A British innovation was the angled flight deck (or simply, the "angle"), in which the aft part of the deck is widened and a separate runway positioned at an angle. It was tested on the American aircraft carrier USS Antietam (CVA-36), and subsequently adapted as the SCB-125 upgrade for the Essex class and SCB-110/110A for the Midway class. The design of the Forrestal class was modified immediately upon the success of the Antietam configuration, with Forrestal and Saratoga modified while under construction to incorporate the angled deck. This increases the safety of landings by allowing a plane that "bolters", or misses the arresting gear, to become airborne again without concern for aircraft parked forward. The angled deck also allows the ship to conduct concurrent launch and recovery operations. The development of the angle provides several advantages, as they improved flight operations, allowed a larger island to be mounted (improving both ship-handling and flight control), drastically simplified aircraft recovery and deck movement (aircraft now launched from the bow and re-embarked on the angle, leaving a large open area amidships for arming and fuelling), damage control and a host of other functional improvements. Because of its utility in flight operations, the angled deck is now a defining feature of STOBAR and CATOBAR equipped aircraft carriers.

◆ DATA TO USE
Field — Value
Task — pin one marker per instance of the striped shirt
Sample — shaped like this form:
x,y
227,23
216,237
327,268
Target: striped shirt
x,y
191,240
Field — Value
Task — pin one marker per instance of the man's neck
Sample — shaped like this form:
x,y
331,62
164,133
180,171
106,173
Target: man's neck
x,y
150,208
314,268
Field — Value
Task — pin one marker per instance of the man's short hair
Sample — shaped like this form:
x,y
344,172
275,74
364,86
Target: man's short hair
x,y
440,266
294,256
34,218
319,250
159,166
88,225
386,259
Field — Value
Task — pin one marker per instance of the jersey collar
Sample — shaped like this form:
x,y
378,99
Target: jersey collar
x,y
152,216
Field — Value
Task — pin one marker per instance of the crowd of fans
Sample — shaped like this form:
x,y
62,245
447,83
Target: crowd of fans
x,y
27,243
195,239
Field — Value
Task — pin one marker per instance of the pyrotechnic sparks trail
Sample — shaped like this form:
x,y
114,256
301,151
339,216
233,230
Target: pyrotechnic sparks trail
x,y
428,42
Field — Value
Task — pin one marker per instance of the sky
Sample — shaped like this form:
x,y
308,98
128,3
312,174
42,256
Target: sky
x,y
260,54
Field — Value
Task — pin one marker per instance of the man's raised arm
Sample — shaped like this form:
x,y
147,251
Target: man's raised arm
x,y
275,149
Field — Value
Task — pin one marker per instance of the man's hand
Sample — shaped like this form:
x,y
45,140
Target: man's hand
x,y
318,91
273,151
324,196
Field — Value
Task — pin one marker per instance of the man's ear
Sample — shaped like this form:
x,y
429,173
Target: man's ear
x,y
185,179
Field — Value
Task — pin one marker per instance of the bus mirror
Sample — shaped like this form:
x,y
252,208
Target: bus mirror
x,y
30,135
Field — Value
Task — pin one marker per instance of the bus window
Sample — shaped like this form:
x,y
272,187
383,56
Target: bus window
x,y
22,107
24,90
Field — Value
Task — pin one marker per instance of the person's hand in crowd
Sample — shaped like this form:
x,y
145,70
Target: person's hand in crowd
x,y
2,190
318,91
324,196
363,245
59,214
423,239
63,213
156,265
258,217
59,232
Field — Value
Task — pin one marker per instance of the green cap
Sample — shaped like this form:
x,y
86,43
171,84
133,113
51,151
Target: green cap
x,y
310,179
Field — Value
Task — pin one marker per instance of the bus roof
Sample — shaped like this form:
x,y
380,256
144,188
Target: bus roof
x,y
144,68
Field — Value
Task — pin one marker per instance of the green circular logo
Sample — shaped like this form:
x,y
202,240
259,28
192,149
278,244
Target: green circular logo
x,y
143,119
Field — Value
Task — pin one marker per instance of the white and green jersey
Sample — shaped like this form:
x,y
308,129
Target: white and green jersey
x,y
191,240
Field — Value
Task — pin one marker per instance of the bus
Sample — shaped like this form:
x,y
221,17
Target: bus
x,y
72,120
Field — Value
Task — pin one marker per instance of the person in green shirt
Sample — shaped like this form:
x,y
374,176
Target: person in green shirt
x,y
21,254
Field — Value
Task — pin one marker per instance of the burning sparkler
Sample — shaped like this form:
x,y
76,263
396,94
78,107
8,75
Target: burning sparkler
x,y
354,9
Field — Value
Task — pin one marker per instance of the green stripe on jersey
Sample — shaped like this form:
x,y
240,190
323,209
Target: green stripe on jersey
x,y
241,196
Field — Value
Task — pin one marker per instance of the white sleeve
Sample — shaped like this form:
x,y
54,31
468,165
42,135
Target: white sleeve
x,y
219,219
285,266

◆ EXERCISE SET
#1 Report every line of the rows that contains the string "crowd", treating uppercase and lowercase letters as different.
#2 Carry on the passage on the angled flight deck, starting after its final sentence.
The passage on the angled flight deck has no connection to the rows.

◆ OUTPUTS BY TASK
#1
Task — pin one marker per instance of the crowd of fans
Target: crowd of fans
Task — pin one marker per instance of the person's hand in crowd
Target: person's hand in crowd

#2
Ski-jump

Another British innovation is the ski-jump, which came about as means of improving take off for the VSTOL BAe Sea Harrier "jump jet" on the small aircraft carriers also known as "through deck cruisers". These ships replaced the Royal Navy's full size carriers. The ski jump is a ramp which is curved upwards at its forward end. This converts the short run up available into vertical motion and reduces the fuel used at take off compared to a vertical take off. A disadvantage of the ski jump against catapults, is that it limits a carrier to tactical roles and makes resupply more difficult, as large aircraft and fully-laden fighter-bombers do not have enough of a thrust-weight ratio to take off unassisted from the limited area of a carrier deck.